List every line of the collected data below that contains the word "mask".

Collected data:
-- Start --

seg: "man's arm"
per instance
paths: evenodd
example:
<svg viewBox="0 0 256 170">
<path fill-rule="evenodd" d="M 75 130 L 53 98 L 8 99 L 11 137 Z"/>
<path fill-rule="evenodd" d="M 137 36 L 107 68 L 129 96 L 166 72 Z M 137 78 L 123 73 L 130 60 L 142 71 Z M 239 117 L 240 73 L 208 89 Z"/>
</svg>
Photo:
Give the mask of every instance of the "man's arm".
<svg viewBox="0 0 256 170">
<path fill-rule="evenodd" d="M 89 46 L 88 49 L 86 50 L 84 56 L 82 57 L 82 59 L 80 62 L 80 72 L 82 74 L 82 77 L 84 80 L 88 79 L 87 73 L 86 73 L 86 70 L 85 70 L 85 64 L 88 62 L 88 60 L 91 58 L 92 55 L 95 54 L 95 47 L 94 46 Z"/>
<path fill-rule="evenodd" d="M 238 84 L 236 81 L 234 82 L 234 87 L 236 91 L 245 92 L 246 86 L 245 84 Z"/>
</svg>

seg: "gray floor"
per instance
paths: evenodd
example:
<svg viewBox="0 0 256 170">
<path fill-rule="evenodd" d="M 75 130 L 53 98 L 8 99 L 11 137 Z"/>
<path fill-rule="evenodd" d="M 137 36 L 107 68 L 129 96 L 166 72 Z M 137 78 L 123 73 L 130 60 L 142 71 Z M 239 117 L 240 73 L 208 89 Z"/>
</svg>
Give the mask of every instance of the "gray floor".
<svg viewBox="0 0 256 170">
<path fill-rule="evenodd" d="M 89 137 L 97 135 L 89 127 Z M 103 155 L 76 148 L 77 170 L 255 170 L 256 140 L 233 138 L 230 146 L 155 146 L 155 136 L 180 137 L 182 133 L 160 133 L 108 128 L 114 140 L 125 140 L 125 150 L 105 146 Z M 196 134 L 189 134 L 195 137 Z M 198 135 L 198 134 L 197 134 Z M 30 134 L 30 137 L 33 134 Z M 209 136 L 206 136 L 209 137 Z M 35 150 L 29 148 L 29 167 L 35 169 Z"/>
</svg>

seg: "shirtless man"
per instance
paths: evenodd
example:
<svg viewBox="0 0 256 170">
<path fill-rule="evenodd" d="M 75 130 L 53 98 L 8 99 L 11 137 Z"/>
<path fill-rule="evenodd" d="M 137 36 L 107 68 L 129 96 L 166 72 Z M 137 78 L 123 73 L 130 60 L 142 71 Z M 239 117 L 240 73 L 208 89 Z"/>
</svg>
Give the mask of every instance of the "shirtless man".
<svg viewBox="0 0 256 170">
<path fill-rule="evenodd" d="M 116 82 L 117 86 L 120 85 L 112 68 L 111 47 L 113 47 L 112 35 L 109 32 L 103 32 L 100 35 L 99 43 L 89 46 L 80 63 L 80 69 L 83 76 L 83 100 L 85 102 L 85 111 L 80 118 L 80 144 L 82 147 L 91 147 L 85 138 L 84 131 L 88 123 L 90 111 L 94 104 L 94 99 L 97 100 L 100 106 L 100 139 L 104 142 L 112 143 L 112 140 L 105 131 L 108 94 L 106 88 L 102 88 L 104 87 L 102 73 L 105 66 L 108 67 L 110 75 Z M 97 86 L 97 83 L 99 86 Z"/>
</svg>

-- End --

» **TASK RESULT**
Give the mask of every instance of the "man's arm".
Give the mask of every instance of the "gray floor".
Give the mask of every instance of the "shirtless man".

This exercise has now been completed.